> Task details:
Arrange everything from the line containing "# test: identify the feather" down to the end of the records as a Markdown table with two columns, Row and Line. Give each line its own row number and omit blank lines.

━━━━

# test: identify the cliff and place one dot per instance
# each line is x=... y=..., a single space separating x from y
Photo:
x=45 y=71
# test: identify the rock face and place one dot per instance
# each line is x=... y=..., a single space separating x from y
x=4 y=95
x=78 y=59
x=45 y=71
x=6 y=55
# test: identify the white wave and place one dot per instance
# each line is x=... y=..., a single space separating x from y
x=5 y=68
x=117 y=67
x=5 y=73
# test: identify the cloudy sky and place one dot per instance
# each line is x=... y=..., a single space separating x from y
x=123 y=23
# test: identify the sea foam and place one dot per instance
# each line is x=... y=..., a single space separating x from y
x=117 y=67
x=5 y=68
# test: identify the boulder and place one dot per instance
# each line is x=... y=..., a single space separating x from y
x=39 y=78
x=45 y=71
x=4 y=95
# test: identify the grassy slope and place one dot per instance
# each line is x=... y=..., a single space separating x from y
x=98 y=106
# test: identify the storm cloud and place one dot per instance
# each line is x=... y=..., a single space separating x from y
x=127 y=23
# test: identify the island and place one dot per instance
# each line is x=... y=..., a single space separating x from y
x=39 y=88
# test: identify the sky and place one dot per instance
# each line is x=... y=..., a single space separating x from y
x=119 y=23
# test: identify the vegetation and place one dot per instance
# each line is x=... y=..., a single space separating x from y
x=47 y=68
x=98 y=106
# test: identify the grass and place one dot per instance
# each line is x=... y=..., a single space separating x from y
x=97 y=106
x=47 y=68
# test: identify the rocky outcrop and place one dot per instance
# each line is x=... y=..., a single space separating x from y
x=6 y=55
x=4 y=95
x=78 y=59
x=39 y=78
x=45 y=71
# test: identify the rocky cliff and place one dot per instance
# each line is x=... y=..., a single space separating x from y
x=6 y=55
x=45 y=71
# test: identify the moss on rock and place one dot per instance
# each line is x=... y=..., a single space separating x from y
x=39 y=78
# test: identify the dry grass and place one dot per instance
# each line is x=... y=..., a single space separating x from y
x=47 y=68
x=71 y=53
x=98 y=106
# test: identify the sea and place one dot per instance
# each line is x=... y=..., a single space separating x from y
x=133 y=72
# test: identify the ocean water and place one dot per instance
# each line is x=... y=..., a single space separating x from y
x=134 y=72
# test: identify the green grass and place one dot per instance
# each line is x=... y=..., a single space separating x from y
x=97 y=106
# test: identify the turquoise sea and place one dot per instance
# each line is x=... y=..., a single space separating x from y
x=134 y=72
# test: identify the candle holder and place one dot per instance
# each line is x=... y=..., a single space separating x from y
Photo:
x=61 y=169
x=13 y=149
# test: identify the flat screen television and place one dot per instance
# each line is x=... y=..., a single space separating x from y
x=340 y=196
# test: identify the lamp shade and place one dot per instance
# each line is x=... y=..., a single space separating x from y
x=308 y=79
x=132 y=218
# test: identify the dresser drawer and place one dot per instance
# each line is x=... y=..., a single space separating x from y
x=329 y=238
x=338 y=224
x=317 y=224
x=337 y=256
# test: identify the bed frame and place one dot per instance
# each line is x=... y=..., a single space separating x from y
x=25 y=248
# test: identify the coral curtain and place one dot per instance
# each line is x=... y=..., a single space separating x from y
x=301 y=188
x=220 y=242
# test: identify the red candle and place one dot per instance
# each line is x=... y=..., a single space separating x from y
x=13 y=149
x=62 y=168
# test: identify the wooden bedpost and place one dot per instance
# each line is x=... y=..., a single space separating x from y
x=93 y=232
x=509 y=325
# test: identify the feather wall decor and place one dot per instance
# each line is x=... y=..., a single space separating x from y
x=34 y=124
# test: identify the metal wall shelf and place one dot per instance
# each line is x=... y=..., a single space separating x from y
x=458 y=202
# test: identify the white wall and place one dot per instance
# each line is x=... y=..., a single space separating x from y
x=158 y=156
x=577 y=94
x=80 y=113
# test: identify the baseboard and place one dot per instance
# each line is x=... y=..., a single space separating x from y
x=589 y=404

━━━━

> Expected answer:
| Row | Line |
|---|---|
| 1 | # test: identify the feather wall decor and place one dot per instance |
| 2 | # each line is x=... y=..., a single space separating x from y |
| 3 | x=34 y=124 |
| 4 | # test: identify the metal wall shelf and place one dot per instance |
| 5 | # each line is x=... y=..., a single space separating x from y |
| 6 | x=458 y=202 |
| 7 | # test: identify the white wall and place one dot per instance |
| 8 | # each line is x=... y=..., a single space separating x from y |
| 9 | x=158 y=156 |
| 10 | x=577 y=94 |
| 11 | x=80 y=113 |
| 12 | # test: identify the baseboard and place one dot per instance |
| 13 | # each line is x=... y=..., a single space separating x from y |
| 14 | x=589 y=404 |